++++ Listing ++++

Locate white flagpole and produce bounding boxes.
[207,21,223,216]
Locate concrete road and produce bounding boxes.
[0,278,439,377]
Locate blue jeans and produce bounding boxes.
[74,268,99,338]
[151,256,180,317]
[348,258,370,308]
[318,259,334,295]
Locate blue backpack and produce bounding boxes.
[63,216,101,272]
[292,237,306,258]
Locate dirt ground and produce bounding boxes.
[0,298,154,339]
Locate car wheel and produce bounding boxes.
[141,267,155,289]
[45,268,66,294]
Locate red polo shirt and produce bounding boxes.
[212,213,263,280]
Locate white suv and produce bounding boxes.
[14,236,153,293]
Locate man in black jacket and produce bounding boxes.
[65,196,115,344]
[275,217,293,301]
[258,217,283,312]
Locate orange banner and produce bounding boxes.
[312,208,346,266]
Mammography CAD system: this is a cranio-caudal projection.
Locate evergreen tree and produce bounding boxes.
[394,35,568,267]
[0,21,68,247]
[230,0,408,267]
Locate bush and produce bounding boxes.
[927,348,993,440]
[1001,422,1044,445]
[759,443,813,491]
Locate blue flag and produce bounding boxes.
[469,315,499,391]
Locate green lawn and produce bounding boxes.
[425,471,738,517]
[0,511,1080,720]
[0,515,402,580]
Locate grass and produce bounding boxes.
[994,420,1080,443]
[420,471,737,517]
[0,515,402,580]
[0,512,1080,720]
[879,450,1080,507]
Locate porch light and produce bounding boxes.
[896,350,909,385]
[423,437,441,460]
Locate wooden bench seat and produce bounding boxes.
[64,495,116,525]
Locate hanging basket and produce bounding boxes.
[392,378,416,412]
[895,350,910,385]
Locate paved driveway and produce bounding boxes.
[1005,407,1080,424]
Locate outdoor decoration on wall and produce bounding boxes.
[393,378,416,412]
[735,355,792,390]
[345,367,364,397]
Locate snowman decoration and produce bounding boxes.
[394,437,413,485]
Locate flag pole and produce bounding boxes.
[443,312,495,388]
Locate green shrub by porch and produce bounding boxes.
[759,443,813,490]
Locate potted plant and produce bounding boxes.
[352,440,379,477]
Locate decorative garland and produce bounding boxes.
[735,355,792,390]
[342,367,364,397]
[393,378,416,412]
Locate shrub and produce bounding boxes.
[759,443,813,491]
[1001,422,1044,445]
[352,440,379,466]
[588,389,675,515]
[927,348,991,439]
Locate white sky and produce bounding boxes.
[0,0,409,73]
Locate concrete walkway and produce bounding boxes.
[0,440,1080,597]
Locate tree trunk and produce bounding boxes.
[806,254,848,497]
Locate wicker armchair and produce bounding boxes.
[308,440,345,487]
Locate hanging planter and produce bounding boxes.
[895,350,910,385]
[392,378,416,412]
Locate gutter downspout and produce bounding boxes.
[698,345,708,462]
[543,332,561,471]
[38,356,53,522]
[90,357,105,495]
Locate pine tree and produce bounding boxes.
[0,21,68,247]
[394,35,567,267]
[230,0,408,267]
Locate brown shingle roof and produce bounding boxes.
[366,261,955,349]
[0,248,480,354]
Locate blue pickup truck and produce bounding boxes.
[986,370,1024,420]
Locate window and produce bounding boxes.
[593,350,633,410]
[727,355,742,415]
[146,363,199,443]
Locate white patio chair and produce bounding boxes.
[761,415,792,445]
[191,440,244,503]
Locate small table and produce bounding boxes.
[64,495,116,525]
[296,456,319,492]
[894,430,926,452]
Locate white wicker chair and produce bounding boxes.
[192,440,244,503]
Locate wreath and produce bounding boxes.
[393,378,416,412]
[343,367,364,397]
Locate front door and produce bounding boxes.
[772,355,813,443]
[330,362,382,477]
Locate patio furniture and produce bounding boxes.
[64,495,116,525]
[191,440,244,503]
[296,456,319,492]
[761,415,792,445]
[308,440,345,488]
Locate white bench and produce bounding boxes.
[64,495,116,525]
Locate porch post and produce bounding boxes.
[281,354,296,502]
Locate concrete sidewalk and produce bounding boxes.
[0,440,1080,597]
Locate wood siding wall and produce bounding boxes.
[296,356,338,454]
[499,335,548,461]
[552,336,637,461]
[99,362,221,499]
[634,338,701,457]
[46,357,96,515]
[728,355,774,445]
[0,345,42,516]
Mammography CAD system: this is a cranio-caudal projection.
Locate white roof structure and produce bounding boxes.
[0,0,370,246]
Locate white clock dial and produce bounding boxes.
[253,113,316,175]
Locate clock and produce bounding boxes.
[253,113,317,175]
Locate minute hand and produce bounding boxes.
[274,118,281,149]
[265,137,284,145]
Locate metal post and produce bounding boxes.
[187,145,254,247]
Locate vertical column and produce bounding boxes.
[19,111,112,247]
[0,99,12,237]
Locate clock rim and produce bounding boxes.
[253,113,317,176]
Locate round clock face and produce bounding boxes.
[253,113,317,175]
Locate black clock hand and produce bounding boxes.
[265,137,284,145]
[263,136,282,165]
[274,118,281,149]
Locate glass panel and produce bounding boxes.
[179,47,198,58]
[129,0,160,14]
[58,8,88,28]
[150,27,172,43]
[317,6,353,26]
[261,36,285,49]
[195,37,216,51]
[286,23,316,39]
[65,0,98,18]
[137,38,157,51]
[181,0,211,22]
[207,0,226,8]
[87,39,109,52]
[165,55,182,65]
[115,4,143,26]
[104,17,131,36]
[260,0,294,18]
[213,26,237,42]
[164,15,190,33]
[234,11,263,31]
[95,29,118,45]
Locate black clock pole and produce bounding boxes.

++++

Task> Rewrite the lines from the one containing "Locate decorative garland" through the one containing "[308,440,345,488]", inclusive, with "front door" replaced by "entry door" and nothing else altered. Give only those lines.

Complete response>
Locate decorative garland and produce bounding boxes.
[735,355,792,390]
[342,367,364,397]
[393,378,416,412]
Locate shrub and produce bounding boxes.
[759,443,813,491]
[1001,422,1044,445]
[352,440,379,466]
[588,389,675,515]
[927,348,991,439]
Locate white sky and produce bounding boxes.
[0,0,409,73]
Locate concrete walkway and produce bounding boxes.
[0,440,1080,597]
Locate tree trunk and produce bounding boxes.
[806,254,848,497]
Locate wicker armchair and produce bounding boxes.
[308,440,345,487]
Locate hanging planter and produce bounding boxes.
[895,350,910,385]
[392,378,416,412]
Locate gutter downspout and produce bounding boxes.
[698,345,708,462]
[543,332,561,471]
[38,356,53,522]
[90,357,105,495]
Locate pine tree and produce bounding boxes.
[0,21,68,247]
[394,35,567,267]
[230,0,408,267]
Locate brown shingle roof and produce bounding boxes.
[366,261,955,349]
[0,248,480,354]
Locate blue pickup truck and produce bounding boxes.
[986,370,1024,420]
Locate window and produce bounding boxes.
[593,350,633,410]
[727,355,742,415]
[146,363,199,443]
Locate white patio chair and produce bounding boxes.
[761,415,792,445]
[191,440,244,503]
Locate small table and produce bounding boxes.
[64,495,116,525]
[296,456,319,492]
[894,430,926,452]
Locate white wicker chair and produce bounding boxes.
[192,440,244,503]
Locate wreath and produce bounding boxes.
[393,378,416,412]
[343,367,364,397]
Locate entry door and produce bounding boxes.
[772,355,813,443]
[330,362,382,477]
Locate patio furniture and produce bounding boxes.
[64,495,116,525]
[191,440,244,503]
[296,456,319,492]
[761,415,792,445]
[308,440,345,488]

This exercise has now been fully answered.